#### INFORMATION PROVIDED
================================
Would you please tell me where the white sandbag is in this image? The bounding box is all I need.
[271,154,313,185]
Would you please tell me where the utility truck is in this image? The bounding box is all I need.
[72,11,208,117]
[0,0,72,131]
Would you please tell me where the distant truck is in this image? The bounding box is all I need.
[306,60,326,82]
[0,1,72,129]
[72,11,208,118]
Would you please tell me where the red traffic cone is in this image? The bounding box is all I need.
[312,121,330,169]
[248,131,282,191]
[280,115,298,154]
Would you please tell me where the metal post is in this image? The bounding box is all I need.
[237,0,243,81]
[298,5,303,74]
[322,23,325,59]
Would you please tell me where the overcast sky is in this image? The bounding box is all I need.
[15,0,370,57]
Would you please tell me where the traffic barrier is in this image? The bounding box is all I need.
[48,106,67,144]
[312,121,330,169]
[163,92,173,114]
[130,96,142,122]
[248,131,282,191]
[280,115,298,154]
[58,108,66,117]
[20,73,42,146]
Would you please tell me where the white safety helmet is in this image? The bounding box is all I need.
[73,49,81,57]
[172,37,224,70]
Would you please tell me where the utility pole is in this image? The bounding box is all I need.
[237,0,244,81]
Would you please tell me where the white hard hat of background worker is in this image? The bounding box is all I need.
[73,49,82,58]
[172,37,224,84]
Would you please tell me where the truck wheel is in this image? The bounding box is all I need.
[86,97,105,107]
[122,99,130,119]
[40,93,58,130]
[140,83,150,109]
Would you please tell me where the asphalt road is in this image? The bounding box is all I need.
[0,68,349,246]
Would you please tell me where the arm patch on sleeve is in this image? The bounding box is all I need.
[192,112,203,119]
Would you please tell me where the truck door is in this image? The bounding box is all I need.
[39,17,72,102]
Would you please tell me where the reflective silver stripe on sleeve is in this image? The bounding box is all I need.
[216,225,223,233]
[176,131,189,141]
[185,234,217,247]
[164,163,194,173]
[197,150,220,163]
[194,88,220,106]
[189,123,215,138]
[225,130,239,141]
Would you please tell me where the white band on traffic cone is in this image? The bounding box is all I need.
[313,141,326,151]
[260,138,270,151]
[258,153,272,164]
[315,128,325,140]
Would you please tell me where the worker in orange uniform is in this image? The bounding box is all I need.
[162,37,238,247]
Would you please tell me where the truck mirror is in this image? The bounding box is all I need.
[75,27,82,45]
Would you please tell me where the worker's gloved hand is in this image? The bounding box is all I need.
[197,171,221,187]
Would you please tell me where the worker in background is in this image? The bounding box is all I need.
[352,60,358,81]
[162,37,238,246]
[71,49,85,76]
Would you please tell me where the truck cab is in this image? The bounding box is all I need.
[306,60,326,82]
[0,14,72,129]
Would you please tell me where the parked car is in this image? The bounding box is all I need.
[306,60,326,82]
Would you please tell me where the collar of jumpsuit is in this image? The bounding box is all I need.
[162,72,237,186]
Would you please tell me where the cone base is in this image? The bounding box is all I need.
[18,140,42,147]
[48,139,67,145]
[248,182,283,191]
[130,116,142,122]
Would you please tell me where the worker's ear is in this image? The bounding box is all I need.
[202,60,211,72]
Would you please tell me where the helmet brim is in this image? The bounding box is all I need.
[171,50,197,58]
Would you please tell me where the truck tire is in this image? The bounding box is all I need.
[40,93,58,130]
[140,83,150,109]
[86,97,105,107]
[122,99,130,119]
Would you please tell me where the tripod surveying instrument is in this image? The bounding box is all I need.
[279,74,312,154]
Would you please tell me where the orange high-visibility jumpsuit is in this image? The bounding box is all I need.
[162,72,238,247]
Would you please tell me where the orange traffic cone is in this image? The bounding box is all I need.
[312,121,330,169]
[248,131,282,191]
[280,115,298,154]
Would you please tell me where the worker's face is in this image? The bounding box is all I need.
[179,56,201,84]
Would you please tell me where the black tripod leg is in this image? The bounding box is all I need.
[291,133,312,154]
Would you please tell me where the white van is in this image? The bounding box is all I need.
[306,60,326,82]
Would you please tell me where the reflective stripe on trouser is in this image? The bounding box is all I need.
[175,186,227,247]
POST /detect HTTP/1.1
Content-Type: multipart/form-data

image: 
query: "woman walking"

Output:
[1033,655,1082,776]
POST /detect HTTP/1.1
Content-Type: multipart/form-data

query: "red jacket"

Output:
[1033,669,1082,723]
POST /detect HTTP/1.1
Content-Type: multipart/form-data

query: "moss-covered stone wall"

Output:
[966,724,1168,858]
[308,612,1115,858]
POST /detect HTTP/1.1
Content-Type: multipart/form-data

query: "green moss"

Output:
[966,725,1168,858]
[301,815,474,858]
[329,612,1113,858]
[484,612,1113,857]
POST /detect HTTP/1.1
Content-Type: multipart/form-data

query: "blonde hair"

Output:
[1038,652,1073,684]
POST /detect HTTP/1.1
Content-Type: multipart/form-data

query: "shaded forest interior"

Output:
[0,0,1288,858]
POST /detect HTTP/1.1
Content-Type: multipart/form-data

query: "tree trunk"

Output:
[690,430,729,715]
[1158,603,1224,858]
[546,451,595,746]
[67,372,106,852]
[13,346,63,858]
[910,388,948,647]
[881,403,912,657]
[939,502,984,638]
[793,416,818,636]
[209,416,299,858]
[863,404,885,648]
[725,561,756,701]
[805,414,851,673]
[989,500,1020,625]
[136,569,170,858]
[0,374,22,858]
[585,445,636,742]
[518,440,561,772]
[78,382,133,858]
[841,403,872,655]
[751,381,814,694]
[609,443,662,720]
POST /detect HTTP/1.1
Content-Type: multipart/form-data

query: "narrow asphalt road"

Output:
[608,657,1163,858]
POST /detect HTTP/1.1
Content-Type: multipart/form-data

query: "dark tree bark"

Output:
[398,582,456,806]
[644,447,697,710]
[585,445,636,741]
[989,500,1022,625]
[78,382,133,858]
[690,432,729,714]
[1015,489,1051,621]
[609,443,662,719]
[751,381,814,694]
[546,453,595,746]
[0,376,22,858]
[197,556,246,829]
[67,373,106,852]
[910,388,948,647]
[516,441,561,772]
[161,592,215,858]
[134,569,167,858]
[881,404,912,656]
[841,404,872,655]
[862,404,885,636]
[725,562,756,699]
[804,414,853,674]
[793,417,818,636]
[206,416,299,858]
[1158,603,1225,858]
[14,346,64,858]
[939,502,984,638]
================================
#### CHALLENGE
Copy all of the records above word for word, without changing anything.

#### TASK ANSWER
Would you please tell me where the white sandbag is in this image? The bounding box is all I need.
[271,154,313,185]
Would you please tell me where the utility truck is in this image? The bounding box is all I need.
[72,11,208,117]
[0,0,72,131]
Would you please tell me where the distant truck is in this image? The bounding box is all I need.
[306,60,326,82]
[0,1,72,129]
[72,11,208,118]
Would you please tell me where the red traffic cone is in this image? The bounding box is all I need.
[312,121,330,169]
[248,131,282,191]
[280,115,298,154]
Would you please tell me where the metal post is in this image? The bounding box is all I need.
[237,0,243,81]
[298,5,303,74]
[322,23,325,59]
Would you please tell me where the overcast sky is in this image? The bounding box is all I need.
[15,0,370,57]
Would you please tell me where the traffic barrier is in this image? The bounding box is all I need.
[48,106,67,144]
[312,121,330,169]
[163,92,173,114]
[130,96,142,122]
[248,131,282,191]
[280,115,298,154]
[58,108,66,117]
[20,73,42,146]
Would you please tell me where the white safety helmet is in this image? The bounding box is all I need.
[73,49,81,57]
[172,37,224,70]
Would you please tell me where the utility pole is in this image? The bounding box is all I need.
[237,0,244,81]
Would you please tell me where the white hard hat of background worker is in this image? The bounding box is all I need.
[73,49,82,58]
[172,37,224,84]
Would you please tell me where the truck wheel is in this image? The bounding box is all I need.
[86,97,105,107]
[122,99,130,119]
[40,93,58,130]
[140,83,150,109]
Would you please tell me where the asphalt road is in this image? The bounding box is all I need.
[0,68,349,246]
Would you please tell me where the arm patch on sleeve is in this image? The bounding box is all I need.
[192,112,203,119]
Would you please tell me where the truck door is in this image? The bounding box is all I need.
[39,17,72,102]
Would you please tell me where the reflective silver stripe on sleeve is in this image? The bounding box is all I need.
[216,225,223,233]
[176,131,189,141]
[185,234,217,247]
[164,163,194,173]
[197,150,220,163]
[194,88,220,106]
[189,123,215,138]
[225,130,239,141]
Would you please tell me where the white band on traffic cone is in this image? The bounding box is all I need.
[313,141,326,151]
[260,138,270,151]
[258,153,272,164]
[315,128,325,140]
Would you please tell me where the worker in orange uniform is in this image? The bounding box is all I need.
[162,37,238,247]
Would you please tell me where the truck mirror is in this image? The bounding box is all I need.
[75,27,82,45]
Would you please tell me where the worker's gloved hand is in this image? The bounding box is all I need.
[197,171,221,187]
Would you please tell me where the worker in background is in this image? The bounding box is all I need.
[352,60,358,81]
[162,37,238,246]
[71,49,85,76]
Would you please tell me where the truck cab is in this image? The bounding box is all I need.
[306,60,326,82]
[0,14,72,129]
Would you please tell me where the parked car is in this image? The bounding box is all I need.
[306,60,326,82]
Would you please tell me where the collar of jumpsuit is in this image? The bounding box is all I need.
[162,72,237,186]
Would you please tell me where the cone base is in this image? The bounding box is all I need.
[18,140,42,147]
[48,139,67,145]
[248,182,283,191]
[130,116,142,122]
Would you please tell me where the worker's ear is in this image? The bounding box is all I need.
[202,60,211,72]
Would you please tell me where the helmet brim is in this image? The bounding box is all I need.
[171,50,197,58]
Would you please tell me where the truck tire is in this image? The bounding box is all I need.
[40,93,58,130]
[140,83,150,109]
[86,97,105,107]
[122,99,130,119]
Would you please tell me where the tripod surveying instrument is in this image? The bounding box is all I need.
[279,74,312,154]
Would you please tell me where the orange high-visibility jumpsuit is in this image? The bounding box is all I need.
[162,72,238,247]
Would you please tell me where the orange traffic cone is in this image? The bounding box is all I need.
[312,121,330,169]
[248,131,282,191]
[280,115,298,154]
Would you please tell me where the worker's face is in this image? The bounding box is all I need.
[179,56,201,84]
Would you please tell me where the black tripod leg is in this image? The bounding box is all I need.
[291,133,312,154]
Would you please tell me where the white van is in this image? The bounding box is all I need.
[306,60,326,82]
Would you please tell me where the reflective stripe on trouser is in this image? The bounding box is all I need.
[175,186,227,247]
POST /detect HTTP/1.1
Content-Type: multipart/form-data

image: 
query: "woman walking"

Output:
[1033,655,1082,776]
POST /detect HTTP/1.1
Content-Type: multipart/form-data

query: "red jacket"

Output:
[1033,669,1082,723]
POST /detect HTTP/1.1
Content-Type: multipart/form-data

query: "moss-covered stone wall"

Output:
[966,724,1168,858]
[308,612,1115,858]
POST /detect HTTP/1.1
Content-Type: multipart/form-data

query: "green moss"

Output:
[966,725,1168,858]
[301,815,474,858]
[329,612,1113,858]
[484,612,1113,857]
POST /detect HTTP/1.1
Content-Type: multipart/form-data

query: "blonde hair"

Output:
[1038,652,1073,684]
POST /detect HTTP/1.1
Content-Type: multipart/form-data

query: "shaded forest interior"

Output:
[0,0,1288,858]
POST /detect HTTP/1.1
Content-Type: multipart/form-data

query: "tree trunk"

Output:
[690,430,729,715]
[1158,603,1224,858]
[546,451,595,746]
[67,372,106,852]
[13,346,63,858]
[910,388,948,647]
[881,403,912,657]
[939,502,984,638]
[793,416,818,636]
[209,416,299,858]
[863,404,885,648]
[725,561,756,701]
[805,414,851,673]
[989,500,1020,625]
[136,569,170,858]
[0,374,22,858]
[585,445,636,742]
[518,440,561,772]
[78,382,133,858]
[841,403,872,655]
[751,381,814,694]
[609,443,662,720]
POST /detect HTTP/1.1
Content-Type: multipart/form-data

query: "narrow asphalt road"

Output:
[608,657,1163,858]
POST /detect HTTP/1.1
Content-Type: multipart/form-data

query: "dark tree bark"

Output:
[398,582,456,806]
[644,447,697,710]
[585,445,636,741]
[989,500,1022,625]
[78,382,133,858]
[690,432,729,714]
[1015,489,1051,621]
[609,443,662,719]
[751,381,814,694]
[546,453,595,746]
[0,376,22,858]
[197,556,246,829]
[67,373,106,852]
[910,388,948,647]
[516,441,561,772]
[161,592,215,858]
[134,569,167,858]
[881,404,912,656]
[841,404,872,655]
[862,404,885,636]
[725,562,756,699]
[804,414,853,674]
[793,417,818,636]
[206,416,299,858]
[1158,603,1225,858]
[14,346,64,858]
[939,502,984,638]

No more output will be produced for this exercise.